=== INSTRUCTIONS TO FOLLOW ===
Please turn the rows below, starting at the one that contains "If you could mark the bronze" and ending at the one that contains "If you could mark the dining chair", into a Markdown table with a No. column and a Row column, skipping any blank lines. Leave the pictures out of your answer.

******************************

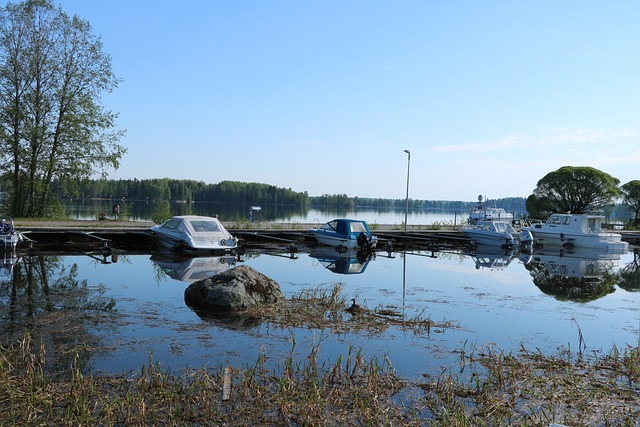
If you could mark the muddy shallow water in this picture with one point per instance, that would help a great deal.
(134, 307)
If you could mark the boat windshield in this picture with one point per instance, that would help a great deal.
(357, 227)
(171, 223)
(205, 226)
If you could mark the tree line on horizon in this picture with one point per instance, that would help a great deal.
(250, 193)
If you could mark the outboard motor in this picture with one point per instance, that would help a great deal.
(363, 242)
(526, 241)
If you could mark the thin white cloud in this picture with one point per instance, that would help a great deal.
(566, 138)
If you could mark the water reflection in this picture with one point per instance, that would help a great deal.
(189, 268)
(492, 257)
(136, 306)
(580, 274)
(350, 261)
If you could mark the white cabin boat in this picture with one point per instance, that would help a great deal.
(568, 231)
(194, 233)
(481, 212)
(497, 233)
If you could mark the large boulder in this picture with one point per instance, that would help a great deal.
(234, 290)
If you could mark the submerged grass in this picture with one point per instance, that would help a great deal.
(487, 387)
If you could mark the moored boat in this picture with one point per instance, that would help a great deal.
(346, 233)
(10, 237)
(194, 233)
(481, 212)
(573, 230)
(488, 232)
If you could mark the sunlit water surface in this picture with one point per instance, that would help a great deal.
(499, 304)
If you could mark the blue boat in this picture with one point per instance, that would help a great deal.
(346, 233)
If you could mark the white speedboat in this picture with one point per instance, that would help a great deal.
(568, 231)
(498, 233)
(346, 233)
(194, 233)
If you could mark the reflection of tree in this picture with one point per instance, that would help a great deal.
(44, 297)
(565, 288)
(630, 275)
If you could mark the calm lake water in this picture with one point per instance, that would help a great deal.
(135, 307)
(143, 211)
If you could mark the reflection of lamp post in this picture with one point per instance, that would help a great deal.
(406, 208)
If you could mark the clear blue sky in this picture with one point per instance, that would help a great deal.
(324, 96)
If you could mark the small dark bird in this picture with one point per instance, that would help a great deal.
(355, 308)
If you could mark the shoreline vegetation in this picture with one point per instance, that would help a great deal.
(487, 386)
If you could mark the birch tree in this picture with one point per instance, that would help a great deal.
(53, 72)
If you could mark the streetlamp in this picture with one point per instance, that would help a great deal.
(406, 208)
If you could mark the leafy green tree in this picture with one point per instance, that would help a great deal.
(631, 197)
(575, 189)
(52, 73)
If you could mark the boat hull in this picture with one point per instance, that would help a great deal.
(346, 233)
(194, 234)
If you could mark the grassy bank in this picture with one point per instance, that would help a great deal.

******************************

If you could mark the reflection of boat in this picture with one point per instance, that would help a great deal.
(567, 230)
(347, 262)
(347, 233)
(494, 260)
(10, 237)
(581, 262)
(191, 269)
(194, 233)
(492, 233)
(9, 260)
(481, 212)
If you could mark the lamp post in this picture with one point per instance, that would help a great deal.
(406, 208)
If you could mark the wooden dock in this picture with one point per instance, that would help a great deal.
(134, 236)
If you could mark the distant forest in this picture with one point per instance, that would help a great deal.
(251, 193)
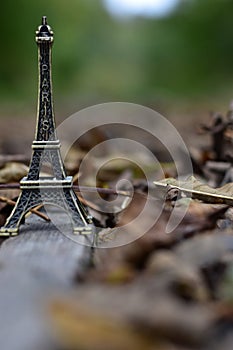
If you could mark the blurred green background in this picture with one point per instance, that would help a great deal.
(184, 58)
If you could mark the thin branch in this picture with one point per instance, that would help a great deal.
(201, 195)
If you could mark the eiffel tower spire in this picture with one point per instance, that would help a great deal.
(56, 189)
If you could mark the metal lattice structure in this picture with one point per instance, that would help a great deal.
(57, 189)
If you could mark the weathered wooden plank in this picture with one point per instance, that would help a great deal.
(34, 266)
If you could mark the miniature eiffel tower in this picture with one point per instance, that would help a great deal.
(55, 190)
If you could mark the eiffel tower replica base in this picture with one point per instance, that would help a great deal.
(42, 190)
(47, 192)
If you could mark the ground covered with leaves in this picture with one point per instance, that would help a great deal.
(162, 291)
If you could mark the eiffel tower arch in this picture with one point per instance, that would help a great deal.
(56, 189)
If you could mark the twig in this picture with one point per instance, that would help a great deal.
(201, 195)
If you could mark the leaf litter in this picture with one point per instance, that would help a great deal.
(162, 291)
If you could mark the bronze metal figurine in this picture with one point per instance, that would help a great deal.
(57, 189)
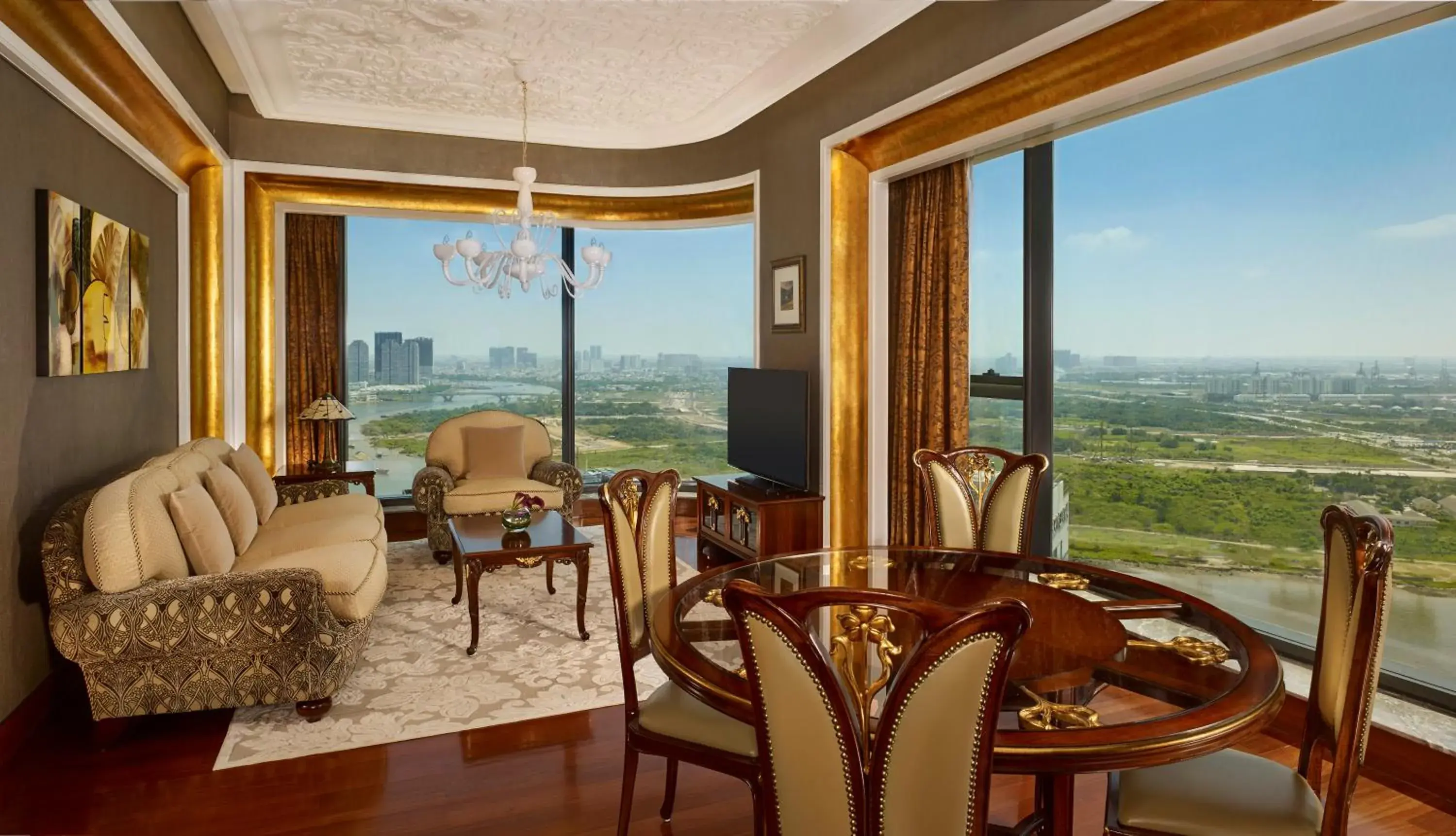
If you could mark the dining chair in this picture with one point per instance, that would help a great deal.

******************************

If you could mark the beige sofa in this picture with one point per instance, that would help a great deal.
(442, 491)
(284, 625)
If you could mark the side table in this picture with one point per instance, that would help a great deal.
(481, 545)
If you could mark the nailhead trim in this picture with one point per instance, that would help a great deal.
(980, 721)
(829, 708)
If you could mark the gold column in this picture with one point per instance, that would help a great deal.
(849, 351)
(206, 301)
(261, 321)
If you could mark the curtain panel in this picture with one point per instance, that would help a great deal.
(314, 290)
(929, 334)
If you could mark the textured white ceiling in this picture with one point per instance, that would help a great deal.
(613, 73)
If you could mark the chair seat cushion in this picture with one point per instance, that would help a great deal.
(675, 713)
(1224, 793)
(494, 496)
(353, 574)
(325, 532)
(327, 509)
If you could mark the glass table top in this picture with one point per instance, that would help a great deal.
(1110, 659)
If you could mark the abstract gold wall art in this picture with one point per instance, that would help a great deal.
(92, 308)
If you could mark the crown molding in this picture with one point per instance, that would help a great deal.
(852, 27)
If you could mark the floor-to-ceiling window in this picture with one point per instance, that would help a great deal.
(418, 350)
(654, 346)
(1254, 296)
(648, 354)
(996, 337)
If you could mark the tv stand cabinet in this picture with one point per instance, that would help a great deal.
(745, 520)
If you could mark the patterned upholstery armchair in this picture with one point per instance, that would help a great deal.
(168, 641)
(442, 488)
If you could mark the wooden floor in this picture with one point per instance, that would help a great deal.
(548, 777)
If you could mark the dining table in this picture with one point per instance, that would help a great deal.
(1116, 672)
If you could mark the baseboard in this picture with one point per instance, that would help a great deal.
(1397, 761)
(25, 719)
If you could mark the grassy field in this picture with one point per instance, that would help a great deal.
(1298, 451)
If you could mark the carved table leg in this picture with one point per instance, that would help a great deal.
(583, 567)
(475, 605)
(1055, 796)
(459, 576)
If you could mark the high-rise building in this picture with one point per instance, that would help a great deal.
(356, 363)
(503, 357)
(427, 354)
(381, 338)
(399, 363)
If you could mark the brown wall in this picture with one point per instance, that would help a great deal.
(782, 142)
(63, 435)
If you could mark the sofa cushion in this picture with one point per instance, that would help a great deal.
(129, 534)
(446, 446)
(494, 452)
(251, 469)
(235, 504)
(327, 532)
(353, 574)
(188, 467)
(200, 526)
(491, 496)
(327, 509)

******************************

=== ANSWER ===
| No. | Row |
|---|---|
| 1 | If you could mark the bronze metal figurine in this picture with one point per instance, that would help a great deal. |
| 2 | (57, 189) |
| 3 | If you could mark the dining chair in this picture with one point per instance, that would help a great deal. |